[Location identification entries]
★ ★ ★ ★ ★
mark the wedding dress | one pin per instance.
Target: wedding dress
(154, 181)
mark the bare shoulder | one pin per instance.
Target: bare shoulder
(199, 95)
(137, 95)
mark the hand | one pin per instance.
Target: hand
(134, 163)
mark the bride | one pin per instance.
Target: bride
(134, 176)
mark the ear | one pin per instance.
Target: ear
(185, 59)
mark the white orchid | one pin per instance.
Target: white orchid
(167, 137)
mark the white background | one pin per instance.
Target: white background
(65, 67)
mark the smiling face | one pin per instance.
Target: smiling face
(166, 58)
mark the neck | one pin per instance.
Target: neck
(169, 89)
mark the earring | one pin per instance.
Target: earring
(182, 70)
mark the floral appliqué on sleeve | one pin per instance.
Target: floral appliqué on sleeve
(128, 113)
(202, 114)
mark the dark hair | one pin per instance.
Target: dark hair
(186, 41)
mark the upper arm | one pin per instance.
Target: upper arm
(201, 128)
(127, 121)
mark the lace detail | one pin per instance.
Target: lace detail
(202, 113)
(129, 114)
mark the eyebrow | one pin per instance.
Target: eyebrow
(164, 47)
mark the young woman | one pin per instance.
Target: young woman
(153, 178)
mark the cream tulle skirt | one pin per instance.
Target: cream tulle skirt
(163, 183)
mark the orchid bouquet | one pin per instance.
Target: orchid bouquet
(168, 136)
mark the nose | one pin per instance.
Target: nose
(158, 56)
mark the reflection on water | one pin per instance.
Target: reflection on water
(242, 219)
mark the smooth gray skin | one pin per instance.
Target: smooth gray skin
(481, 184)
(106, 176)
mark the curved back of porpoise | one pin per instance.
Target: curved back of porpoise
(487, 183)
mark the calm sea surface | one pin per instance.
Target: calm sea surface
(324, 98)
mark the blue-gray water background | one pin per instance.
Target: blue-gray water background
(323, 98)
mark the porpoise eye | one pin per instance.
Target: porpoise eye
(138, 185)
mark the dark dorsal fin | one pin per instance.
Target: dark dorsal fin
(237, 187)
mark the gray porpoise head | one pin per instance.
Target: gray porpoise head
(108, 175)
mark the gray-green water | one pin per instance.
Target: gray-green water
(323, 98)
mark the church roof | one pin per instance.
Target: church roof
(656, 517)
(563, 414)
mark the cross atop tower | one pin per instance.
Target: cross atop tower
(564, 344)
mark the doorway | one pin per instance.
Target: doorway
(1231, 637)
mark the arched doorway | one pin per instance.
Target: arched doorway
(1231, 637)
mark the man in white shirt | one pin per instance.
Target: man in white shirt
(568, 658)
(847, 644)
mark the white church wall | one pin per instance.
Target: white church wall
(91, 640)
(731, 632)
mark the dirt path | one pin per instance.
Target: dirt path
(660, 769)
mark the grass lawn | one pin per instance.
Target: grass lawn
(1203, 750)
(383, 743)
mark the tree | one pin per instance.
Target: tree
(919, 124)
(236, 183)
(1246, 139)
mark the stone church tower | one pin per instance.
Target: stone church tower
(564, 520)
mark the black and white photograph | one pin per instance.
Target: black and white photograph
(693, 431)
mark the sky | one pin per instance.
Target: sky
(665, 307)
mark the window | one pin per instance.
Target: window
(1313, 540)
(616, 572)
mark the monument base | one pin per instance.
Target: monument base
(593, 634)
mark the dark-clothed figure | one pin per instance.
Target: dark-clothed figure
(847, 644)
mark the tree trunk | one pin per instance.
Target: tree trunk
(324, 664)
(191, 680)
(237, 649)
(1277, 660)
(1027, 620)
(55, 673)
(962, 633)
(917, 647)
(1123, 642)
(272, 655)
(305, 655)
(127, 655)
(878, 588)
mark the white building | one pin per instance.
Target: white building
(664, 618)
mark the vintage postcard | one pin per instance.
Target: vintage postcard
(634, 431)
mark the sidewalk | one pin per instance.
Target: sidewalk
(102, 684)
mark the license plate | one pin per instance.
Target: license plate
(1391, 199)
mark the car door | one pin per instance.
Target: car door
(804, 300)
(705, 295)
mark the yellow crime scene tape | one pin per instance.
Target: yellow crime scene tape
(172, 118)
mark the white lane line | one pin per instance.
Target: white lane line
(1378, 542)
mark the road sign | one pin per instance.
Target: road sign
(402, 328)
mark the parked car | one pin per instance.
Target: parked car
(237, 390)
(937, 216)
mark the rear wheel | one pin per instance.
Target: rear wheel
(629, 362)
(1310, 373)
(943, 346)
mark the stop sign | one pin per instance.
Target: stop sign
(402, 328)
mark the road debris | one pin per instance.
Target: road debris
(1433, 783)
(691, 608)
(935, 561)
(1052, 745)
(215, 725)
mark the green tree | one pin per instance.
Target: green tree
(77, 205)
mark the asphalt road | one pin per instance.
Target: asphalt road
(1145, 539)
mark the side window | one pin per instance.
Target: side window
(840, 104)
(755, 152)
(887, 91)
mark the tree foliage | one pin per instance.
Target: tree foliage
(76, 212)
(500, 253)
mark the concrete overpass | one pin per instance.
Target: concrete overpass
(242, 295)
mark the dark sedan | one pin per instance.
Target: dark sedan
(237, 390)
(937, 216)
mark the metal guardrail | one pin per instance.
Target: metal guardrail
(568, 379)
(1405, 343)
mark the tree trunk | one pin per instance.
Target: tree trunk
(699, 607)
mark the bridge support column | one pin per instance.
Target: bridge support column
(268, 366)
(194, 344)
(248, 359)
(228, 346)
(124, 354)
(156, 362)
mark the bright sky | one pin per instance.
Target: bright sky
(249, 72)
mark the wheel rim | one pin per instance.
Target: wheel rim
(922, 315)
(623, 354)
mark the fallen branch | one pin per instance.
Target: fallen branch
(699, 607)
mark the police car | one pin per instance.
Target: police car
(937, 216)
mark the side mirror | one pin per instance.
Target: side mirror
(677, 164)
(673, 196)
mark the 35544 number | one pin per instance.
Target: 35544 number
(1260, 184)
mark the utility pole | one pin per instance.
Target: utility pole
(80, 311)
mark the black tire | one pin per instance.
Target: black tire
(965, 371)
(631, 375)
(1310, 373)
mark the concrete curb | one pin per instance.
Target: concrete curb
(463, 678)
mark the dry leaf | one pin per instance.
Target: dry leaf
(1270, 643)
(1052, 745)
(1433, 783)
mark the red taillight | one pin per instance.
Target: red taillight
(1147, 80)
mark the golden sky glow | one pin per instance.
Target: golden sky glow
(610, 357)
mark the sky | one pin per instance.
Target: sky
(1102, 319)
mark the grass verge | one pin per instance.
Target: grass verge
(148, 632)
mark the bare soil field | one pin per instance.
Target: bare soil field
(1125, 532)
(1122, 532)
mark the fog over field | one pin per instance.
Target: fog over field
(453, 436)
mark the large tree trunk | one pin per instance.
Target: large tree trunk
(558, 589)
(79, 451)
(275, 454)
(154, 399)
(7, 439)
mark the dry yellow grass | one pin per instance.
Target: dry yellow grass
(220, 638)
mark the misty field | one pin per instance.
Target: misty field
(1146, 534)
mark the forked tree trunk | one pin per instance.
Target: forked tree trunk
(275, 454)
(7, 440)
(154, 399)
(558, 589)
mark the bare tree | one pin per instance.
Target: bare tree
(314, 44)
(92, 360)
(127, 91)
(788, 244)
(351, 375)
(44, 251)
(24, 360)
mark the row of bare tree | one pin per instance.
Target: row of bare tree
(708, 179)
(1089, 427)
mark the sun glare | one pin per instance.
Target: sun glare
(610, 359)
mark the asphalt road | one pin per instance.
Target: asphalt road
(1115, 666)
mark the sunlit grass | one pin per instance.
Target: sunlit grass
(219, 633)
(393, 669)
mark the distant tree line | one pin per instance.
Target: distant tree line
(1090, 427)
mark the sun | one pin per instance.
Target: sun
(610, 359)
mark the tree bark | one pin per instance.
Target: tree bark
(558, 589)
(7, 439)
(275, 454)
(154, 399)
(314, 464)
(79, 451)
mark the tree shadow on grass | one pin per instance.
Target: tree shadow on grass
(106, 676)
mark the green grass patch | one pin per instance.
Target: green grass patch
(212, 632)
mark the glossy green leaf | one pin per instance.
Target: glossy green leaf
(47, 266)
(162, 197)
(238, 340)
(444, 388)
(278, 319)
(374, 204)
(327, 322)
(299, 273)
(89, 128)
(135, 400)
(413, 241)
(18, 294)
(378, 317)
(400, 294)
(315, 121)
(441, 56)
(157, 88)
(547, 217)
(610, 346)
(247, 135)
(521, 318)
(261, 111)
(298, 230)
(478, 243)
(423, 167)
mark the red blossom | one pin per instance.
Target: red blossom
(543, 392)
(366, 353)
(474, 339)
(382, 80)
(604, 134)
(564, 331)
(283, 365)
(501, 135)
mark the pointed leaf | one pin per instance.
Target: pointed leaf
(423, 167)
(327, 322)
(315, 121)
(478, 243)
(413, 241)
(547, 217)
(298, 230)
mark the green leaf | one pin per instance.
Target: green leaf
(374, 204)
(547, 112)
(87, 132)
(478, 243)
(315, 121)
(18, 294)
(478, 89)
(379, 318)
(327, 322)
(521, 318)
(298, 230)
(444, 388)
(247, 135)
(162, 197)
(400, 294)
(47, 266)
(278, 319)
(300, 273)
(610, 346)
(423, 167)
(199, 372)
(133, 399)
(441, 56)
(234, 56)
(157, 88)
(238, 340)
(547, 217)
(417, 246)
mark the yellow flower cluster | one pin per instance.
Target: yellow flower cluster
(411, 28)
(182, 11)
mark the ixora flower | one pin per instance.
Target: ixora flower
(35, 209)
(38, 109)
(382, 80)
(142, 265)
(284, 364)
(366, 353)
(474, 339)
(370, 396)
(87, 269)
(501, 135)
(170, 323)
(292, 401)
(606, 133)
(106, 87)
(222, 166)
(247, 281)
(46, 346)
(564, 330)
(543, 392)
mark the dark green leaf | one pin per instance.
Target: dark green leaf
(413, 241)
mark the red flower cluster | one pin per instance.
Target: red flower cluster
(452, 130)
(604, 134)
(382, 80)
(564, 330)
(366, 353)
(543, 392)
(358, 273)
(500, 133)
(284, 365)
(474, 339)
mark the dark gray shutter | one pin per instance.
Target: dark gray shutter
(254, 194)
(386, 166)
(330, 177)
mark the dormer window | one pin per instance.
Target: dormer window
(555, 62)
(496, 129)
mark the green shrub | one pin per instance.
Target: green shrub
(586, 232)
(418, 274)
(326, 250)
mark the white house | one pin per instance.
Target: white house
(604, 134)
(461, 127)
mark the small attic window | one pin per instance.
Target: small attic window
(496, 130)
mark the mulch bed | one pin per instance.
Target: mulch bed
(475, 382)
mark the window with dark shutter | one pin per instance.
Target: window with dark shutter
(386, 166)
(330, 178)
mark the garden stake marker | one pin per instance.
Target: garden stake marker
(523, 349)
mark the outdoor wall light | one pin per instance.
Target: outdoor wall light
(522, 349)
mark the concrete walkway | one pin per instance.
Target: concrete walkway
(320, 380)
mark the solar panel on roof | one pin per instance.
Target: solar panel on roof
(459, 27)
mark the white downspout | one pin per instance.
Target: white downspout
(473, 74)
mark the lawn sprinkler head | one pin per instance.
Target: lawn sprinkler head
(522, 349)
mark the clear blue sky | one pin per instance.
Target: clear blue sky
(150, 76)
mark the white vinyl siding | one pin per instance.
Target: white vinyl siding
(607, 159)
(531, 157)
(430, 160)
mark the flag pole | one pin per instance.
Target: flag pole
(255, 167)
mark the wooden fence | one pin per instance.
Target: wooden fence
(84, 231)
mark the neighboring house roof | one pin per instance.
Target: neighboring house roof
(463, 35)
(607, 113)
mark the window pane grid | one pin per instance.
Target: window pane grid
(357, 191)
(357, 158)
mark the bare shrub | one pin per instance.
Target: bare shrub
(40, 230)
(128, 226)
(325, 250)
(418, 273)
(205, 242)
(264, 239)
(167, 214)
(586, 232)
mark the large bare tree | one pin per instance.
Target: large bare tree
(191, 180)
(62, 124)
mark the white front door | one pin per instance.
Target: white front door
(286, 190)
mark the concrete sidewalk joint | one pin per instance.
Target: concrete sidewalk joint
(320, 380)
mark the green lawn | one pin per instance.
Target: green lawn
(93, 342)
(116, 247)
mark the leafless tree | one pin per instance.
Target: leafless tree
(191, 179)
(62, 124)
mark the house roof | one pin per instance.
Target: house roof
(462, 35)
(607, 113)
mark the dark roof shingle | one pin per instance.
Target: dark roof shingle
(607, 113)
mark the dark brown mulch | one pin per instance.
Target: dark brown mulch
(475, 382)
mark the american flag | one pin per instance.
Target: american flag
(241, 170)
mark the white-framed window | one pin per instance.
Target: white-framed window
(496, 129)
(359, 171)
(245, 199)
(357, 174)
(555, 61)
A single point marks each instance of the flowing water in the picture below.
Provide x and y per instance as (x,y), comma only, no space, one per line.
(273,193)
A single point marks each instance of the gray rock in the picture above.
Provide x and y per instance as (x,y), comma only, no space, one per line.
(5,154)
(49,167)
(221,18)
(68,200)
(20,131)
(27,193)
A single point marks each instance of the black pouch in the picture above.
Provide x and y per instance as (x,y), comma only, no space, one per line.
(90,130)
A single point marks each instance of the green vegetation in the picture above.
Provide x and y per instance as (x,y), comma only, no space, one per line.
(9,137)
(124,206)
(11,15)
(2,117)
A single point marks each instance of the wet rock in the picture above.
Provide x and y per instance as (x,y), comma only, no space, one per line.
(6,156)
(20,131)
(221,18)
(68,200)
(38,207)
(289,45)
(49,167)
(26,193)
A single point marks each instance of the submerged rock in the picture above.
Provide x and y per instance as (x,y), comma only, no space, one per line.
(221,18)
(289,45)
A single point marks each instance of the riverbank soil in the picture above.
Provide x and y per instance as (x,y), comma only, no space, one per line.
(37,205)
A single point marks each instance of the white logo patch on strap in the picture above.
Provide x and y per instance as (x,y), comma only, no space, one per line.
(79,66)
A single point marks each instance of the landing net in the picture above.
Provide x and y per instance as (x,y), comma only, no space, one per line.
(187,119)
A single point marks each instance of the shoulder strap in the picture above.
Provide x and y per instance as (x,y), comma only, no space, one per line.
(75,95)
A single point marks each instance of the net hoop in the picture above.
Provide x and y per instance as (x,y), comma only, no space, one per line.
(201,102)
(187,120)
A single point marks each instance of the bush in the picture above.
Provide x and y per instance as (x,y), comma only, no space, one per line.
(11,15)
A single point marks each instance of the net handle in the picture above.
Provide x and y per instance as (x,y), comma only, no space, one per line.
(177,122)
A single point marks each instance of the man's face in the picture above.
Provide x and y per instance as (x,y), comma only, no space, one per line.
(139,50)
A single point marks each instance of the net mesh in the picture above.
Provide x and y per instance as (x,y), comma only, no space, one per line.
★ ★ ★ ★ ★
» **Task**: Everything from the line containing "A single point marks each instance of the net handle" to the end of the data above should be quoted exactly, please, both ends included, and nothing outside that span.

» **Response for this exercise**:
A single point marks each instance of the net handle in the picture above.
Provide x and y per instance as (x,y), comma only, no space, one per line.
(177,122)
A single point marks each instance of the man's face in the picture above.
Provide x and y per instance as (x,y), comma only, no space, one per line.
(139,50)
A single point marks each instance of the net mesh in the picture above.
Provide x and y per instance as (x,y), comma only, no space, one per line.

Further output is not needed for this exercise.